Consigne A
Recopiez le passage du compte rendu du spectacle qui commence à « Christiane Makward* » et se termine à « environ 75 minutes. ».

= = = = =

Christiane Makward*

On va tout dallasser, Pamela ; Histoires de drague à l’africaine. Conception et mise en scène : Marielle Pinsard. Assistante à la mise en scène : Marion Noone. Scénographie : Yves Besson. Lumières : Gérald Garchey. Costumes : Séverine Besson. Musique : Grégory Duret. Chorégraphies : Jenny Mezile et Jean-Marie Boli Bi. Coachs : Nathalie Hounvo-Yekpe, Jenny Mezile, Criss Niangouna. Avec : Jean-Marie Boli Bi, Julie Dossavi, DJ Fessé le singe (Grégory Duret), Adji Gbessi, Achille Gwem, Carole Lokossou, Michael Todego, Nina Williman. Spectacle créé au Théâtre de Vidy, Lausanne, mars 2016. Vu au Tarmac, Paris, 26 novembre 2016, environ 75 minutes.

Au centre du plateau, une merveilleuse tête noire géante tenant plus de la lionne ou de la panthère que du singe. Elle évoque les masques africains mais rappelle plus particulièrement T’Challa (fils de T’Chaka), héros de la bande dessinée La Panthère noire. Sa mâchoire s’ouvre sur un trou rouge infernal, ses lèvres sont articulées, elle peut ouvrir grand ou « laisser tomber », comme on dit en anglais, sa mâchoire inférieure. La bête est douée d’une voix off caverneuse, ses yeux rougeoient, changent d’intensité ou se ferment selon les effets comiques désirés. De part et d’autre de la fantastique créature, des escaliers mènent à une console technique qui domine le plateau. Devant les platines se démène, quand il ne bondit pas sur scène pour se déhancher mieux que les acteurs africains, le DJ blanc dit « Fessé le singe », joué par Grégory Duret, danseur belge et acrobatique en diable. Il changera une vingtaine de fois de perruque et prendra aussi longuement la pose, index levé au ciel et longue chevelure, du Saint-Jean-Baptiste de Léonard de Vinci… C’est dire que le spectacle (du genre cabaret, car ce n’est pas une pièce de théâtre au sens usuel) fourmille d’idées et de références culturelles.

= = = = =

Consigne B
Extrayez telles quelles toutes les lignes de la liste qui suit, sans y reprendre les images.

[Entrées d'un jeu d'annotations par points]

= = = = =

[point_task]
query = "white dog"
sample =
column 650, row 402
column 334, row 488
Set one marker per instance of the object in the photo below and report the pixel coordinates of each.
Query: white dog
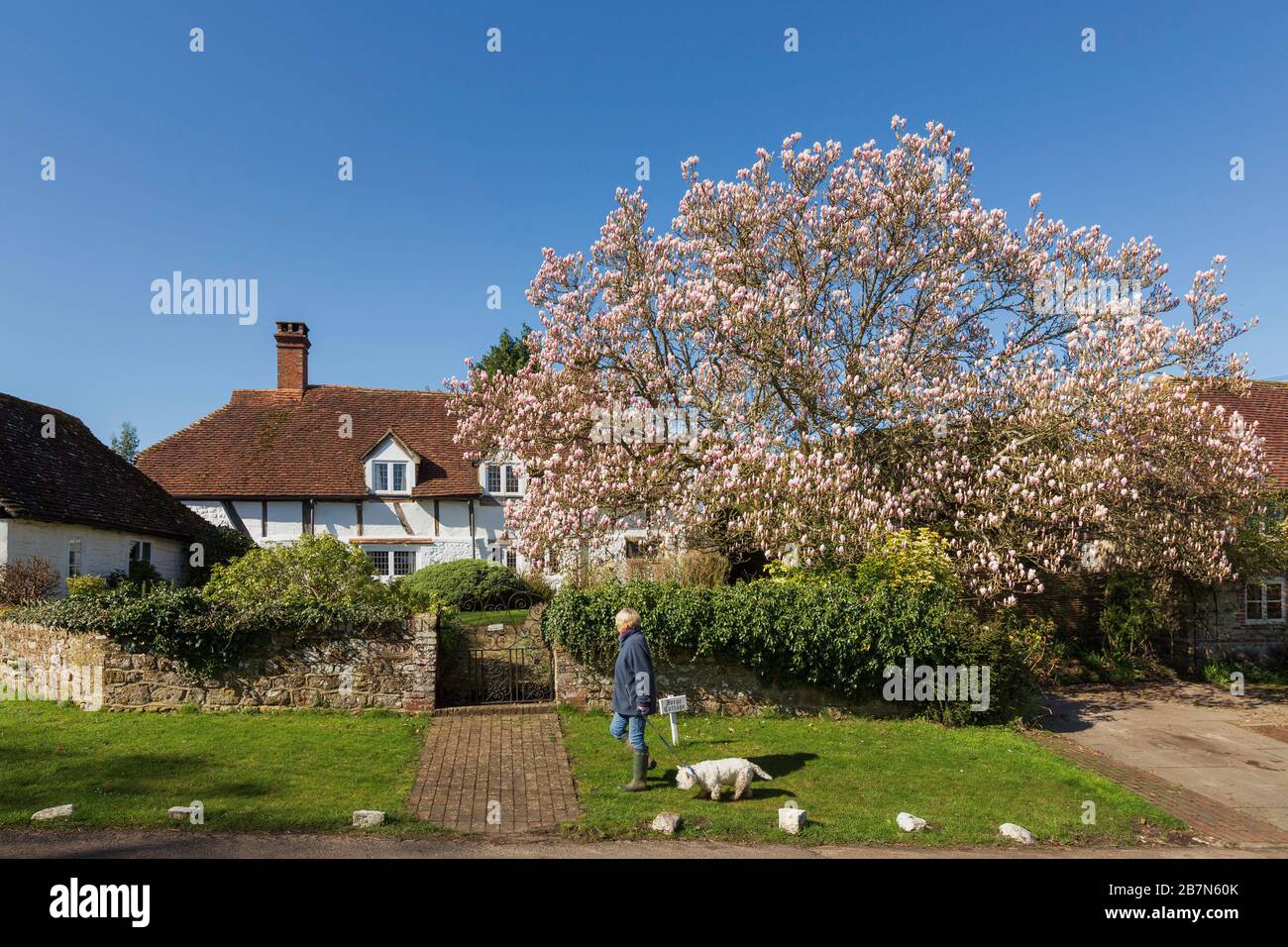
column 715, row 775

= = = = =

Réponse écrite A
Christiane Makward*

On va tout dallasser, Pamela ; Histoires de drague à l’africaine. Conception et mise en scène : Marielle Pinsard. Assistante à la mise en scène : Marion Noone. Scénographie : Yves Besson. Lumières : Gérald Garchey. Costumes : Séverine Besson. Musique : Grégory Duret. Chorégraphies : Jenny Mezile et Jean-Marie Boli Bi. Coachs : Nathalie Hounvo-Yekpe, Jenny Mezile, Criss Niangouna. Avec : Jean-Marie Boli Bi, Julie Dossavi, DJ Fessé le singe (Grégory Duret), Adji Gbessi, Achille Gwem, Carole Lokossou, Michael Todego, Nina Williman. Spectacle créé au Théâtre de Vidy, Lausanne, mars 2016. Vu au Tarmac, Paris, 26 novembre 2016, environ 75 minutes.

Réponse écrite B
[point_task]
query = "white dog"
sample =
column 650, row 402
column 334, row 488
Set one marker per instance of the object in the photo below and report the pixel coordinates of each.
Query: white dog
column 715, row 775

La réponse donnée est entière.